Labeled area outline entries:
===============

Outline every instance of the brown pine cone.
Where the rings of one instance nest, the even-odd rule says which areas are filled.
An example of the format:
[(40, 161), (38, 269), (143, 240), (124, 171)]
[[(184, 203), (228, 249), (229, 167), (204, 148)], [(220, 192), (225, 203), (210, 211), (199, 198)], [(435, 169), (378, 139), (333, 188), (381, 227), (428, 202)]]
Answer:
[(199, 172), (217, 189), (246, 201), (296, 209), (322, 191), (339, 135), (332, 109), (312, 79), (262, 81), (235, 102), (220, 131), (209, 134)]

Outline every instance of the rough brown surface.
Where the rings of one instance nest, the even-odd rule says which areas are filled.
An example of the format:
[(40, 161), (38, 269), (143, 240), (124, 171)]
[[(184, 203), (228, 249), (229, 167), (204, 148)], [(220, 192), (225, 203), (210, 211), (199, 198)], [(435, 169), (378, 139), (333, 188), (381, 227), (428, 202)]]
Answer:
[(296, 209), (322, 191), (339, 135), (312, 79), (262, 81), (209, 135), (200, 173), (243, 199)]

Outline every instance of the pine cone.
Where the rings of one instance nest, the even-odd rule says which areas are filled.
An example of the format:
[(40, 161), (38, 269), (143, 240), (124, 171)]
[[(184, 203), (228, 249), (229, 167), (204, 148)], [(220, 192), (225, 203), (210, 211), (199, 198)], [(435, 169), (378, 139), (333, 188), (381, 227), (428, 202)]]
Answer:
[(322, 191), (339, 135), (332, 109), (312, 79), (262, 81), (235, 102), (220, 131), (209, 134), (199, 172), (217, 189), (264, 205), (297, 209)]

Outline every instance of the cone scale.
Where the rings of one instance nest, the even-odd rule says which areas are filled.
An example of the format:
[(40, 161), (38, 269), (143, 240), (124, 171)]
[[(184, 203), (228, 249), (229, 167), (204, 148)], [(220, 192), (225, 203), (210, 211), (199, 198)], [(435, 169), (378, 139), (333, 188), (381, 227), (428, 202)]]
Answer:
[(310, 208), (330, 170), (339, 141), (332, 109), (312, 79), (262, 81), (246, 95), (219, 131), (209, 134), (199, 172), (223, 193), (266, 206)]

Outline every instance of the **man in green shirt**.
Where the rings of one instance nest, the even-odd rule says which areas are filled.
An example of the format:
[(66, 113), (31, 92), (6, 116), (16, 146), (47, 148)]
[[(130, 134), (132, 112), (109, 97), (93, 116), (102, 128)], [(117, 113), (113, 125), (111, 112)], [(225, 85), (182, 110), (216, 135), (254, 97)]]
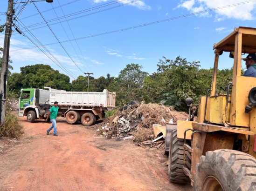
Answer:
[(50, 109), (49, 114), (47, 115), (47, 118), (45, 119), (45, 121), (47, 121), (49, 116), (50, 116), (50, 119), (52, 123), (52, 125), (47, 130), (47, 134), (49, 134), (49, 132), (53, 128), (53, 135), (55, 136), (57, 136), (57, 125), (56, 125), (56, 118), (57, 118), (57, 115), (58, 115), (58, 110), (59, 107), (58, 107), (58, 102), (55, 101), (54, 102), (54, 105)]

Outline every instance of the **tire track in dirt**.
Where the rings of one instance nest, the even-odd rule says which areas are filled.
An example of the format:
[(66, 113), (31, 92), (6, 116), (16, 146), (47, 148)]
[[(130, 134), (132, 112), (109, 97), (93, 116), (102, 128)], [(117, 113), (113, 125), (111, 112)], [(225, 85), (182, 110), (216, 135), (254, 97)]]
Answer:
[(21, 121), (23, 145), (0, 155), (1, 191), (192, 190), (168, 182), (166, 157), (154, 149), (97, 138), (90, 127), (58, 119), (59, 137), (46, 135), (50, 124)]

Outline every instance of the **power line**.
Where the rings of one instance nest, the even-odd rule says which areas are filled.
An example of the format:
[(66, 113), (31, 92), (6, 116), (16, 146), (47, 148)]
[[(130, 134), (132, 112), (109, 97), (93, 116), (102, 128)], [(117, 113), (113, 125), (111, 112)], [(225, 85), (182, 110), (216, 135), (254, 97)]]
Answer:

===============

PROBLEM DESCRIPTION — Render every line of the rows above as a Markdown table with two columns, No. and Line. Skip blank lines and leave the pictures out.

OUTPUT —
| No. | Line |
|---|---|
| 1 | Outline every instance of the brown pine cone. |
| 2 | Where the rings of one instance nest, the even-odd rule says which areas are filled. |
| 3 | An example of the format: |
| 4 | [(40, 161), (38, 269), (143, 240), (124, 171)] |
| 5 | [[(184, 203), (228, 249), (229, 167), (204, 148)], [(220, 192), (225, 203), (210, 211), (199, 198)], [(435, 169), (378, 139), (333, 188), (381, 227), (428, 202)]] |
| 6 | Answer: |
| 7 | [(199, 172), (217, 189), (246, 201), (296, 209), (322, 191), (339, 135), (332, 109), (312, 79), (262, 81), (235, 102), (220, 131), (209, 134)] |
| 8 | Outline every instance of the rough brown surface. |
| 9 | Where the rings of one instance nest, the even-odd rule says which areas are filled. |
| 10 | An example of the format: |
| 11 | [(40, 161), (38, 269), (143, 240), (124, 171)] |
| 12 | [[(184, 203), (228, 249), (229, 167), (204, 148)], [(220, 192), (225, 203), (210, 211), (199, 198)], [(435, 169), (378, 139), (333, 188), (381, 227), (428, 202)]] |
| 13 | Answer: |
| 14 | [(296, 209), (322, 191), (339, 135), (312, 79), (262, 81), (209, 135), (200, 173), (243, 199)] |
| 15 | Outline every instance of the pine cone. |
| 16 | Where the rings of one instance nest, the even-odd rule says which areas are filled. |
| 17 | An example of the format: |
| 18 | [(40, 161), (38, 269), (143, 240), (124, 171)] |
| 19 | [[(184, 203), (228, 249), (229, 167), (204, 148)], [(220, 192), (225, 203), (210, 211), (199, 198)], [(435, 169), (378, 139), (333, 188), (381, 227), (428, 202)]] |
| 20 | Answer: |
| 21 | [(322, 191), (339, 135), (332, 109), (312, 79), (262, 81), (235, 102), (220, 131), (209, 134), (199, 172), (217, 189), (264, 205), (297, 209)] |
| 22 | Outline every instance of the cone scale. |
| 23 | Where the rings of one instance nest, the even-odd rule says which areas are filled. |
| 24 | An example of the format: |
| 25 | [(40, 161), (38, 269), (143, 240), (124, 171)] |
| 26 | [[(184, 203), (228, 249), (229, 167), (204, 148)], [(220, 192), (225, 203), (210, 211), (199, 198)], [(435, 169), (378, 139), (333, 188), (381, 227), (428, 202)]] |
| 27 | Answer: |
| 28 | [(310, 208), (330, 170), (339, 141), (332, 109), (312, 79), (262, 81), (246, 95), (219, 131), (209, 134), (199, 172), (223, 193), (266, 206)] |
| 29 | Outline every instance of the **man in green shirt**. |
| 30 | Where the rings of one instance nest, the even-odd rule says which areas are filled. |
| 31 | An example of the format: |
| 32 | [(66, 113), (31, 92), (6, 116), (16, 146), (47, 148)] |
| 33 | [[(130, 134), (132, 112), (109, 97), (93, 116), (102, 128)], [(117, 113), (113, 125), (111, 112)], [(225, 85), (182, 110), (216, 135), (254, 97)]] |
| 34 | Answer: |
| 35 | [(50, 109), (49, 114), (47, 115), (47, 118), (45, 119), (45, 121), (47, 121), (49, 116), (50, 116), (50, 119), (52, 123), (52, 125), (47, 130), (47, 134), (49, 134), (49, 132), (53, 128), (53, 135), (55, 136), (57, 136), (57, 125), (56, 125), (56, 118), (57, 118), (57, 115), (58, 115), (58, 110), (59, 107), (58, 107), (58, 102), (55, 101), (54, 102), (54, 105)] |
| 36 | Outline every instance of the **tire track in dirt**. |
| 37 | Where the rings of one instance nest, the even-odd rule says which areas are filled. |
| 38 | An example of the format: |
| 39 | [(66, 113), (31, 92), (6, 116), (16, 146), (47, 148)] |
| 40 | [[(130, 134), (132, 112), (109, 97), (93, 116), (102, 128)], [(117, 113), (113, 125), (111, 112)], [(225, 85), (182, 110), (216, 135), (254, 97)]] |
| 41 | Answer: |
| 42 | [(21, 121), (23, 145), (0, 155), (1, 191), (192, 190), (168, 182), (166, 157), (154, 149), (97, 138), (90, 127), (58, 119), (59, 137), (46, 135), (50, 124)] |
| 43 | Outline every instance of the **power line**. |
| 44 | Where the rings of one instance nest, the even-odd rule says which areas are filled. |
| 45 | An example of the format: |
| 46 | [(66, 113), (31, 92), (6, 116), (16, 146), (47, 148)] |
| 47 | [[(130, 134), (132, 112), (109, 97), (93, 116), (102, 128)], [(117, 113), (113, 125), (111, 112)], [(225, 85), (182, 110), (216, 135), (254, 97)]] |
| 48 | Answer: |